* INFORMATION SHOWN
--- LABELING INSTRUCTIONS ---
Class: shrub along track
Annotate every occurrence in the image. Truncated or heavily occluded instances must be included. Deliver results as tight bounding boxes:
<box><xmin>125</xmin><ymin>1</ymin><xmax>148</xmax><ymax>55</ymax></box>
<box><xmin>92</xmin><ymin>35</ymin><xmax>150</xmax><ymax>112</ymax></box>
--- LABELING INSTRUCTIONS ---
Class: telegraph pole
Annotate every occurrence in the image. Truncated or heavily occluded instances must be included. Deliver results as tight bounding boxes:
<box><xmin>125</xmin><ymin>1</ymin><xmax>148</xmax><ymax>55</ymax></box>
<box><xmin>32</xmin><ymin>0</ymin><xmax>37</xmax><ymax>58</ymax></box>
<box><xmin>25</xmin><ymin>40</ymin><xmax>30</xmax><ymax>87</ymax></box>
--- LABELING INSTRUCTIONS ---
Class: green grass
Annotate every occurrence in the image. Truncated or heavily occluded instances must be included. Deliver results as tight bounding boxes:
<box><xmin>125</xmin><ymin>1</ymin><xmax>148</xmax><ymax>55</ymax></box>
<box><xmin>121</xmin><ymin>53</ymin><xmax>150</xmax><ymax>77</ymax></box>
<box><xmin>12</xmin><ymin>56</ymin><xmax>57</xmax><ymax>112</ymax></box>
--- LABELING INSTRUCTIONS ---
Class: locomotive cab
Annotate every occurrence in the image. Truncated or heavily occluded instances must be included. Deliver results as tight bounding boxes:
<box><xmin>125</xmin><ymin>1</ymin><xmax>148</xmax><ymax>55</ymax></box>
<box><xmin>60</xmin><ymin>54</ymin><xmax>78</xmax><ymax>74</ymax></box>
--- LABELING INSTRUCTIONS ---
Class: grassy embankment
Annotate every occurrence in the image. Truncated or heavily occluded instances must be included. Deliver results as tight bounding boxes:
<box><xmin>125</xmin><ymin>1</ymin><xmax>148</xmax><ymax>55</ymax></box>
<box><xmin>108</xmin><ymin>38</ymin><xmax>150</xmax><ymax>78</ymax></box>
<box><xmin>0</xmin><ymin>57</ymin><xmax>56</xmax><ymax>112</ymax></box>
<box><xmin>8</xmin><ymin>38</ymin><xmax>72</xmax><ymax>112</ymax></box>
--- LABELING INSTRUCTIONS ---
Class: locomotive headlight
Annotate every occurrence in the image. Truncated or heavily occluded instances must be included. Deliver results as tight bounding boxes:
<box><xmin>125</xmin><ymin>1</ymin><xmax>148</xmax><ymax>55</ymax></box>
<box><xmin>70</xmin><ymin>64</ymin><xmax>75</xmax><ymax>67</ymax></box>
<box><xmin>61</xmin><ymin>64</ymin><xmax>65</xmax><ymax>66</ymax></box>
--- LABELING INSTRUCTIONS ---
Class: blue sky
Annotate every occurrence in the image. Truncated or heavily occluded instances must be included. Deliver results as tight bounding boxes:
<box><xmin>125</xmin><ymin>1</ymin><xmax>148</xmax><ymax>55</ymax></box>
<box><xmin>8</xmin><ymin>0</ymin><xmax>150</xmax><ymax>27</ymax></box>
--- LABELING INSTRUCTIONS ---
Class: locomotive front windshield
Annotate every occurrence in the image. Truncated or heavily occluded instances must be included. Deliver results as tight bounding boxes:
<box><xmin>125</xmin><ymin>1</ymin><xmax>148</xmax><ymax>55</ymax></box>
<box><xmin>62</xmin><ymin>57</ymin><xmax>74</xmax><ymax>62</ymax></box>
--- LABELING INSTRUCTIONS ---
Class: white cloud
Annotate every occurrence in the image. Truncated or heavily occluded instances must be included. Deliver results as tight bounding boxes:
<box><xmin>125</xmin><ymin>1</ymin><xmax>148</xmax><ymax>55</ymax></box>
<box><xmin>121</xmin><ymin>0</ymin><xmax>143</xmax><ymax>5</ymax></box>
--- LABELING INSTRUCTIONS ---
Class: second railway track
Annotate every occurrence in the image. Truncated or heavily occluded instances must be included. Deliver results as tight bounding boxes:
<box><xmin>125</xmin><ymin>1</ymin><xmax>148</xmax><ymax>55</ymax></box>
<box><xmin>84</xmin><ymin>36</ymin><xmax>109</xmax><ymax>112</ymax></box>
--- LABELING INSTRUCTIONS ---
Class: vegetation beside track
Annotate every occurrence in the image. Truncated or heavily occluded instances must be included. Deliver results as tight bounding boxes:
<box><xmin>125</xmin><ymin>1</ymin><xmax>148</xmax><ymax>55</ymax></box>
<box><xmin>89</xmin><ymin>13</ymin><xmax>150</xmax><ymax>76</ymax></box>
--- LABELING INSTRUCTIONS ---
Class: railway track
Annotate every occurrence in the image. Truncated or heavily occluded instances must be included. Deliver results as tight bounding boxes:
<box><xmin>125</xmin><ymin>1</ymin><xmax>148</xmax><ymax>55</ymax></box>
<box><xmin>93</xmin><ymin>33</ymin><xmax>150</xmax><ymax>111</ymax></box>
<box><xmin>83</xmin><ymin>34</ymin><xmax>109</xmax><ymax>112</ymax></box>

* GOAL
Return every line above that contains the word "locomotive". Matching is case-sensitive.

* EXPECTED ANSWER
Class: locomotive cab
Class: locomotive headlight
Class: locomotive front windshield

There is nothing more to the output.